Locate the line that contains "of the rocky". Print it and every subsequent line through the final line of the records, exactly and only those.
>> BEGIN Input material
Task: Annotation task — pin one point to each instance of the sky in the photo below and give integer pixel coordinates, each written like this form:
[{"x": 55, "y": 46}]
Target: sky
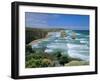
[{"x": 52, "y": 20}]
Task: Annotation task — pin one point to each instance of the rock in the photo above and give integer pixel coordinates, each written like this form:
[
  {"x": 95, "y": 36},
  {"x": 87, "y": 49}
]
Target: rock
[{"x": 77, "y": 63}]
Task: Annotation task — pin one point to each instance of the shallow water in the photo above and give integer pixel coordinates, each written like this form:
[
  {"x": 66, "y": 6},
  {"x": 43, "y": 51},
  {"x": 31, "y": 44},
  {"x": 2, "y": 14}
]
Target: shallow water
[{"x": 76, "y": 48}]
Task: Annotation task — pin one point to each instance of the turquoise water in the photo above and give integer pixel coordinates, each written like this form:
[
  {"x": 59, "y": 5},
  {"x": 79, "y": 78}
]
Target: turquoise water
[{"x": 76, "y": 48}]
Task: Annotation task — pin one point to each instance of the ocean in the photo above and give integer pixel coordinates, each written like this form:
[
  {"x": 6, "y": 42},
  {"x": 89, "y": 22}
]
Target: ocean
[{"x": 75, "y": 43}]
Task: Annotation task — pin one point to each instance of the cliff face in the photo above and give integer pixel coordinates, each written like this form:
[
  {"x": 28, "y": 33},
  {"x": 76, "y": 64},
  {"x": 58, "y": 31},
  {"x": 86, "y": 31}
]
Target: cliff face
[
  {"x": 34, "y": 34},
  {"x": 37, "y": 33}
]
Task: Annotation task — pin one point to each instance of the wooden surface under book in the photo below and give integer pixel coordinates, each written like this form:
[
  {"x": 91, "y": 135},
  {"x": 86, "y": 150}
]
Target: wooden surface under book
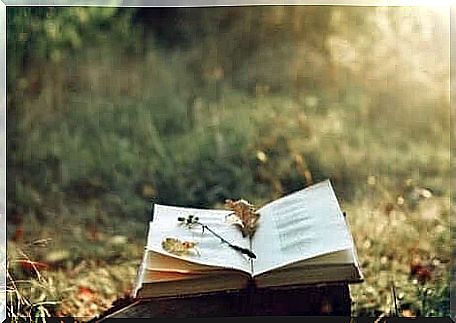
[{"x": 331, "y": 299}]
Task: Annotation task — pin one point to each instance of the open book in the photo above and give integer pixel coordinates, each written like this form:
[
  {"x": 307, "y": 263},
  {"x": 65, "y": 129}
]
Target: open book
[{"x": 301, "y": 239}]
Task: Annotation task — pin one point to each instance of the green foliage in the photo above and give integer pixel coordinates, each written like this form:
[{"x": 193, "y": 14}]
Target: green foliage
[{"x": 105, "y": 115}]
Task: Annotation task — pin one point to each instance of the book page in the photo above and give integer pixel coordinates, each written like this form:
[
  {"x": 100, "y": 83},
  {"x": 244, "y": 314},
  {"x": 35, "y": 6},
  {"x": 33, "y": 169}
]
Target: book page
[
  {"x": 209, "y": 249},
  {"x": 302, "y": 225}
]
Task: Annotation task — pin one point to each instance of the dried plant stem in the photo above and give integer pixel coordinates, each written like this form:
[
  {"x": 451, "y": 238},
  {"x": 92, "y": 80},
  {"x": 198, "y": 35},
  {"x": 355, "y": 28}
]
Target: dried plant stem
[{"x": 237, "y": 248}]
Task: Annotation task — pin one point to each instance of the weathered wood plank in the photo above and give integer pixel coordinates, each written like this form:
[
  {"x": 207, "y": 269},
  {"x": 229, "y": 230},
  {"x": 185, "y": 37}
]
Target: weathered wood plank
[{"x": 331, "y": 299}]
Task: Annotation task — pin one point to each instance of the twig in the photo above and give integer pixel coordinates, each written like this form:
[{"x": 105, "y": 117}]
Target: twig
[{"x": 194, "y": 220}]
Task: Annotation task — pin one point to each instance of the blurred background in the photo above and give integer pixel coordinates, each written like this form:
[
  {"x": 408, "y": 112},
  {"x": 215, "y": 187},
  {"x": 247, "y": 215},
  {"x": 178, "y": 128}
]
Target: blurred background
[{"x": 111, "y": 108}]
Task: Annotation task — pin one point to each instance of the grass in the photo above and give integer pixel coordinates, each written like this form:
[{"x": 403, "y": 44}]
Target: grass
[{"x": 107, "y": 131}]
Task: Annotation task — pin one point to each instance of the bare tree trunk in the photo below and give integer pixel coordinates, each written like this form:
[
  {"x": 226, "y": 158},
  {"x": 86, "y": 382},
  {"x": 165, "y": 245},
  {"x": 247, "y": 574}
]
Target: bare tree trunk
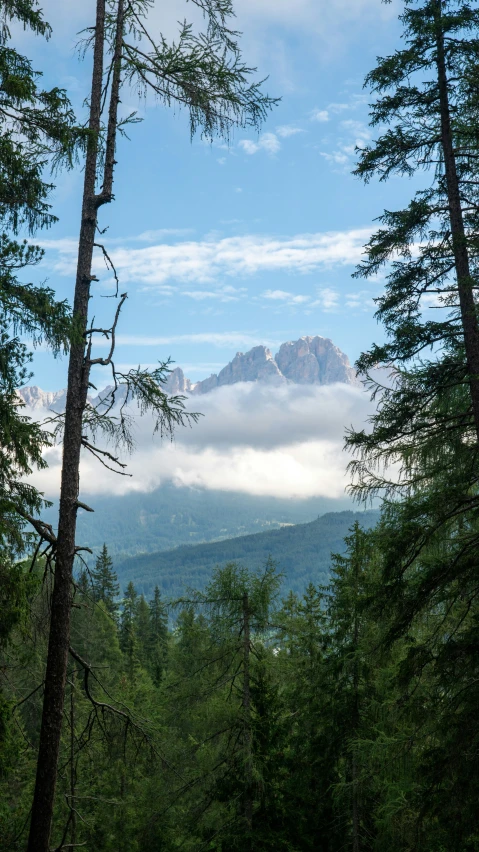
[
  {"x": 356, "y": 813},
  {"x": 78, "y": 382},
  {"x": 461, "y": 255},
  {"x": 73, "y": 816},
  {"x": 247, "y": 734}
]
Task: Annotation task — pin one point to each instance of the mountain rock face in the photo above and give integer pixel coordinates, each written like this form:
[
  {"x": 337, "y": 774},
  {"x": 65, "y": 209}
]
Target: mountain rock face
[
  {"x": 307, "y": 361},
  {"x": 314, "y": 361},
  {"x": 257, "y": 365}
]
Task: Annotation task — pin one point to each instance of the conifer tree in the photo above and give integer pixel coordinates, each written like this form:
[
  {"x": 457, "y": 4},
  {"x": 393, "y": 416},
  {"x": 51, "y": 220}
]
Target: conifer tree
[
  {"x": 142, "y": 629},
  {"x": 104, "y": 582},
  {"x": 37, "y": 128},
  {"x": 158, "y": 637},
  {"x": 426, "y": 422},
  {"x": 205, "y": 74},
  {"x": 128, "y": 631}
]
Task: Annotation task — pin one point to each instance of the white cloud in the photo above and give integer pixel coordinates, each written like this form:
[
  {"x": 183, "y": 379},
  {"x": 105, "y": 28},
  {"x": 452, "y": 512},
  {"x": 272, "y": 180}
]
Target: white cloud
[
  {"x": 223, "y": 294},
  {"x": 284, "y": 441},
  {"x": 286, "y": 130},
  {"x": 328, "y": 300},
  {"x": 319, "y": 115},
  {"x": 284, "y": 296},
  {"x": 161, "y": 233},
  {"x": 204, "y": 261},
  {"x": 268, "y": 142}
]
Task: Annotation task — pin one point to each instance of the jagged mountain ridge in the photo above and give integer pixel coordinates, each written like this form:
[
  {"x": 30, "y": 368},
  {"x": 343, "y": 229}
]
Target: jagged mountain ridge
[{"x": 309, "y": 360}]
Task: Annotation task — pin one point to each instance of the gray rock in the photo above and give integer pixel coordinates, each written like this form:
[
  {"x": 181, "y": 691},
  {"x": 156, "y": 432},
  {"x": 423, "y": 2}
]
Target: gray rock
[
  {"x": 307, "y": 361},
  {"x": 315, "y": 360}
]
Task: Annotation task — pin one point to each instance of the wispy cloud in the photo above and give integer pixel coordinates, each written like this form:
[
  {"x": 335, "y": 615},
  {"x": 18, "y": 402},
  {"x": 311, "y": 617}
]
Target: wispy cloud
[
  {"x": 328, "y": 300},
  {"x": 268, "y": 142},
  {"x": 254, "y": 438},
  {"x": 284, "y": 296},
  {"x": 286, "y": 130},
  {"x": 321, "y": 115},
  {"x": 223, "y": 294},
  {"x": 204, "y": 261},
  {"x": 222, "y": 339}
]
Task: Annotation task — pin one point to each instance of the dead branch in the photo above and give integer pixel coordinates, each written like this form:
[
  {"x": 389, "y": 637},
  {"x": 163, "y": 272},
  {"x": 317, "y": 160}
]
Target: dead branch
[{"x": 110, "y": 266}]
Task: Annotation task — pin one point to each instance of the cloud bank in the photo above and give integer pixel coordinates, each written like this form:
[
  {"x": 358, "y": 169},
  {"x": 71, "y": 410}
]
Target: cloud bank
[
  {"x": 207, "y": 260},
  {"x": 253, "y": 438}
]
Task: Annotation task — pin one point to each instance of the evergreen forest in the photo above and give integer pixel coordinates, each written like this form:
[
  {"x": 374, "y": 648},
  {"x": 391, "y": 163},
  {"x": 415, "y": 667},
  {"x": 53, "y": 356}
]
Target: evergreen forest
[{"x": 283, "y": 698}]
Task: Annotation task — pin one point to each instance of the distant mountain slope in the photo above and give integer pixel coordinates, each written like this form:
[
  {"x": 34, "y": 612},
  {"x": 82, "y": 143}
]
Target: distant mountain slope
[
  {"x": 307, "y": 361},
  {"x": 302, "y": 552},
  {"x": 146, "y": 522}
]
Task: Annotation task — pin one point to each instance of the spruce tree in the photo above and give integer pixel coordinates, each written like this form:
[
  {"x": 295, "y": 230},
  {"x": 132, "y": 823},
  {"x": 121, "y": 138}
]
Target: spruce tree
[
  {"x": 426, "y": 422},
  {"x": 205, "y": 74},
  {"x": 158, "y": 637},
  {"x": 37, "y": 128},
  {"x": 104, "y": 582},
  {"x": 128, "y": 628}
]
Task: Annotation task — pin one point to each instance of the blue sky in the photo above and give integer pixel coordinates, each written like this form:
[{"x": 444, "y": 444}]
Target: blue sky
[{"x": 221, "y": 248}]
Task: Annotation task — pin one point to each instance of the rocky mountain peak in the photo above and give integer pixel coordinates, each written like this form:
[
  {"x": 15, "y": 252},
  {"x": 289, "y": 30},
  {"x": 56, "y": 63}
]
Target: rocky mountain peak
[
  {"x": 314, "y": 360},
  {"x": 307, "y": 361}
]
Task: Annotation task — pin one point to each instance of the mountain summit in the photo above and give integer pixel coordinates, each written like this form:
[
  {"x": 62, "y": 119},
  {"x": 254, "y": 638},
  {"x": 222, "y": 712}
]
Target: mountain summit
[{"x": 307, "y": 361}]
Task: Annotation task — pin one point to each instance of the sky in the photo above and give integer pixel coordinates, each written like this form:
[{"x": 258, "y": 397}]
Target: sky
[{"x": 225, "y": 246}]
>> END Input material
• [Finished answer]
Task: Annotation task — pin one point to each instance of the rocky mountain peak in the photo above and give integer pixel coordinates, each written like this form:
[
  {"x": 15, "y": 252},
  {"x": 289, "y": 30},
  {"x": 56, "y": 63}
]
Target: rocky mountain peak
[
  {"x": 314, "y": 360},
  {"x": 307, "y": 361}
]
Task: Annotation task — pin one point to each instance of the mountain summit in the photo above and give integer pixel coordinates, each written like this form:
[
  {"x": 62, "y": 119},
  {"x": 254, "y": 638},
  {"x": 222, "y": 712}
]
Target: mountain summit
[{"x": 307, "y": 361}]
Task: Annotation task — pin one point to each instance of the sky in the photo above and give integer pixel coordinates, each written like this form:
[{"x": 258, "y": 397}]
Target: sky
[{"x": 225, "y": 246}]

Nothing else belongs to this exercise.